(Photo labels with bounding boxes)
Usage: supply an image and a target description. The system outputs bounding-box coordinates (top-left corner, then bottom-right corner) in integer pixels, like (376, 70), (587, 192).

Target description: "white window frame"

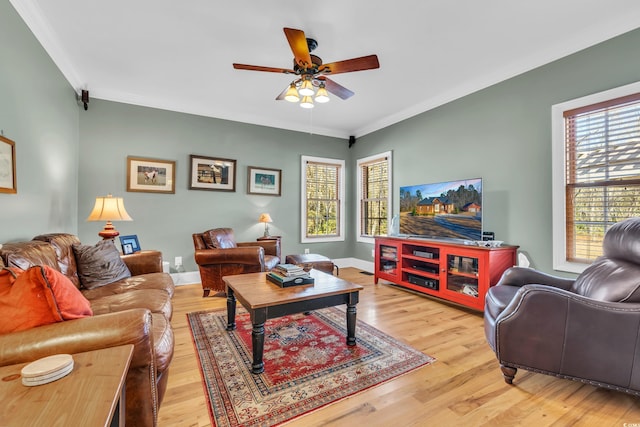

(300, 156), (345, 243)
(356, 151), (393, 243)
(551, 82), (640, 274)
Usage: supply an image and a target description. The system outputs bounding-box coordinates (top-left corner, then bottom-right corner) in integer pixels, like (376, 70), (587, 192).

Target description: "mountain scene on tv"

(399, 178), (482, 240)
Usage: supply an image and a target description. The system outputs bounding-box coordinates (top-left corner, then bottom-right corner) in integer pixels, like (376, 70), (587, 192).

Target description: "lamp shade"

(87, 194), (133, 239)
(258, 212), (273, 237)
(284, 83), (300, 102)
(258, 213), (273, 222)
(298, 77), (315, 96)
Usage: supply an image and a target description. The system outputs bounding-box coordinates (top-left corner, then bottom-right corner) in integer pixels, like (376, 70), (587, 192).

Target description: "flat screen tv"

(399, 178), (482, 241)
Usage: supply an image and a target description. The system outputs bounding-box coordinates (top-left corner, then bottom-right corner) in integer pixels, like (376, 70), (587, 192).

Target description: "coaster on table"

(20, 354), (73, 386)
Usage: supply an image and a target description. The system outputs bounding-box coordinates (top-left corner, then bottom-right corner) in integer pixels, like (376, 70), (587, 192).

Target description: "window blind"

(306, 162), (340, 237)
(564, 93), (640, 262)
(360, 157), (389, 236)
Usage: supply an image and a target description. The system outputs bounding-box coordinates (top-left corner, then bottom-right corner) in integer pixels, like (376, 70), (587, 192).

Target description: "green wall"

(78, 100), (353, 271)
(0, 1), (79, 243)
(353, 30), (640, 272)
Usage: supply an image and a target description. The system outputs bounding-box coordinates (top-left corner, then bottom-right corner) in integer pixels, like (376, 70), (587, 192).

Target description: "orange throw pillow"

(0, 265), (93, 334)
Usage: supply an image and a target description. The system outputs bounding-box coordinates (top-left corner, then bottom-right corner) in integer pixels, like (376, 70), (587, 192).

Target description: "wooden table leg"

(227, 287), (236, 331)
(347, 304), (357, 345)
(251, 323), (264, 374)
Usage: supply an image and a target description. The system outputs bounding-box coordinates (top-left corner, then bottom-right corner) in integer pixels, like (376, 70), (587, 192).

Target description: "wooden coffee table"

(0, 344), (133, 427)
(222, 270), (363, 374)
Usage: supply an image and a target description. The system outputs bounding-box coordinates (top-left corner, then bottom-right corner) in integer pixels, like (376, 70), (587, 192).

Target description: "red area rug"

(187, 308), (435, 427)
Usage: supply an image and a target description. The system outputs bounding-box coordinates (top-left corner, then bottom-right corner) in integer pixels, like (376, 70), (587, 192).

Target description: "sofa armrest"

(496, 285), (640, 390)
(496, 267), (575, 290)
(0, 309), (154, 368)
(194, 245), (264, 266)
(120, 251), (162, 276)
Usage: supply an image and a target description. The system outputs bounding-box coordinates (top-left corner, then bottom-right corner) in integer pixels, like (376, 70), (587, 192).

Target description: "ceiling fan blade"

(319, 55), (380, 75)
(318, 76), (355, 99)
(284, 28), (312, 68)
(276, 79), (300, 101)
(233, 64), (296, 74)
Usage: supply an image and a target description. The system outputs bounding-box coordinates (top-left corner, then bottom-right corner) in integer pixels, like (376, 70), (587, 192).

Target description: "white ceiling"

(10, 0), (640, 138)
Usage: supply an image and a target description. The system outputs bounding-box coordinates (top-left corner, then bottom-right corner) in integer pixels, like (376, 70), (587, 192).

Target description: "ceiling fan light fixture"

(284, 83), (300, 102)
(298, 79), (314, 96)
(315, 83), (331, 104)
(300, 96), (313, 108)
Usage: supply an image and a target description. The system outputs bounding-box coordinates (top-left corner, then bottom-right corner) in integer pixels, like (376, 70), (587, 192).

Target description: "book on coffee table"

(267, 271), (314, 288)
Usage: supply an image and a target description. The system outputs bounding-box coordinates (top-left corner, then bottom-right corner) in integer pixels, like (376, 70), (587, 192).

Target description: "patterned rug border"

(186, 306), (436, 426)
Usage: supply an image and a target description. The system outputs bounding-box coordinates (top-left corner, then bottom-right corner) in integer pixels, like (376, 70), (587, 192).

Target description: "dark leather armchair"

(484, 218), (640, 395)
(193, 228), (281, 297)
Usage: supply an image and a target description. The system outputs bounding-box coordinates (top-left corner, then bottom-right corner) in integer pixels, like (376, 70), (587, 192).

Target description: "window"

(553, 83), (640, 273)
(356, 151), (391, 243)
(301, 156), (344, 243)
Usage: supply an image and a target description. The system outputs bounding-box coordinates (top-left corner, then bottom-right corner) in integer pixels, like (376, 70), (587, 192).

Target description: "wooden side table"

(0, 344), (133, 426)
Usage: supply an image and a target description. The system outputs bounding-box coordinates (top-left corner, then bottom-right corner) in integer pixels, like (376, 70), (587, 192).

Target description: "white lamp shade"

(258, 213), (273, 222)
(298, 80), (314, 96)
(284, 84), (300, 102)
(87, 194), (133, 221)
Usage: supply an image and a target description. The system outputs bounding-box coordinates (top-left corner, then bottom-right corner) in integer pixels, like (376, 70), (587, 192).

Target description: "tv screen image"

(399, 178), (482, 240)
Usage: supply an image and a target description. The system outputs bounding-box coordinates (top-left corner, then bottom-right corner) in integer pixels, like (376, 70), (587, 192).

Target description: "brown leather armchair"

(193, 228), (281, 297)
(484, 218), (640, 395)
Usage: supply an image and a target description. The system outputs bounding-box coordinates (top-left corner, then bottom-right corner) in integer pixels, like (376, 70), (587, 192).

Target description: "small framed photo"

(127, 157), (176, 193)
(247, 166), (282, 196)
(120, 234), (140, 255)
(189, 154), (236, 191)
(0, 136), (18, 193)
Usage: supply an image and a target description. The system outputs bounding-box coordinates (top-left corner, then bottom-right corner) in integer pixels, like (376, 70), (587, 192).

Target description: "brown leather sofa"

(193, 228), (282, 297)
(484, 218), (640, 395)
(0, 233), (175, 426)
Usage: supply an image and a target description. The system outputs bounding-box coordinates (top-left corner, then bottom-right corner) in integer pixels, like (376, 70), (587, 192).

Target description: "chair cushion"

(0, 266), (93, 334)
(602, 217), (640, 263)
(202, 228), (238, 249)
(73, 240), (131, 289)
(570, 257), (640, 302)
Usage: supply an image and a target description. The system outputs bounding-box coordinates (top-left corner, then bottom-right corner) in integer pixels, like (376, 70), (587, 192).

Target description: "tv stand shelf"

(374, 237), (518, 311)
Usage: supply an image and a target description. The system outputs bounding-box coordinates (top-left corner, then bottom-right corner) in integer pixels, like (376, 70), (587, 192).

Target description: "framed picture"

(120, 234), (140, 255)
(0, 136), (18, 193)
(247, 166), (282, 196)
(127, 157), (176, 193)
(189, 154), (236, 191)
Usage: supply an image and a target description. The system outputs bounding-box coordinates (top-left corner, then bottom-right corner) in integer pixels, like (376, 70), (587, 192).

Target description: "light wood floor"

(159, 268), (640, 427)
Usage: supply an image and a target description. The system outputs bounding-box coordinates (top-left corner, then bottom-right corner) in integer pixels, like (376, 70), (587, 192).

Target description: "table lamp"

(258, 213), (273, 237)
(87, 194), (133, 240)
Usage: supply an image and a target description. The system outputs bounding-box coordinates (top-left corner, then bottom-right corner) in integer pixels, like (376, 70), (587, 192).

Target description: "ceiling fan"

(233, 28), (380, 108)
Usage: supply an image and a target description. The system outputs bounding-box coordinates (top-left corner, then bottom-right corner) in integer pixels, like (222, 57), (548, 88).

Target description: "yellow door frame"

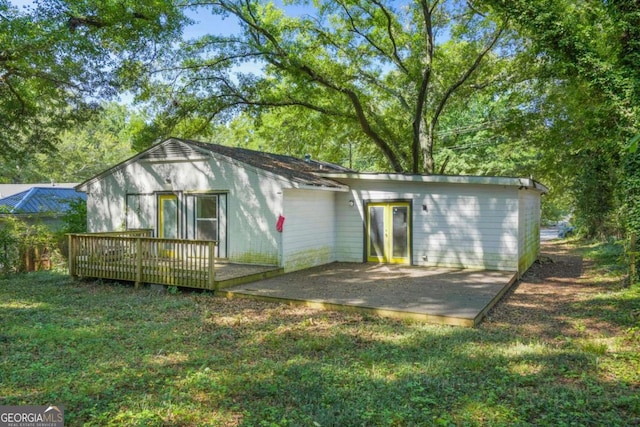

(158, 194), (178, 258)
(366, 201), (411, 264)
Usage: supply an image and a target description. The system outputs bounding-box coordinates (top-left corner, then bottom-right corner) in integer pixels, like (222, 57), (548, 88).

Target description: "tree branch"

(411, 0), (437, 173)
(429, 28), (504, 133)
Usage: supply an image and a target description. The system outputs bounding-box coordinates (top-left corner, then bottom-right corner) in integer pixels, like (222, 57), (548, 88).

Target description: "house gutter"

→ **Stated problem**
Rewrite the items from the very first line up to and including the line with "(298, 77), (315, 96)", changing "lamp shade" to "lampshade" and leaving everything else the same. Leave the pictures out of your answer.

→ **Exercise response**
Usage: supply an image and a target description. The system outputs bounding-box coordinates (top-left corner, then bottom-right corner) in integer pixels, like (376, 70), (587, 192).

Target description: "white window frame"


(300, 156), (345, 243)
(356, 151), (393, 243)
(551, 82), (640, 274)
Usage: supply an image and a target description. The system outputs bounding-box coordinates (top-left corner, then bottom-right corner) in integer pixels, like (376, 70), (587, 192).

Target description: "mountain scene on tv"

(399, 178), (482, 240)
Usage: supply an image and a target description. The system outputs bounding-box coordinates (top-left corner, then bottom-right corner) in integer pixels, like (376, 70), (587, 192).

Target description: "lampshade"

(87, 194), (133, 239)
(258, 212), (273, 237)
(284, 83), (300, 102)
(258, 213), (273, 222)
(298, 77), (315, 96)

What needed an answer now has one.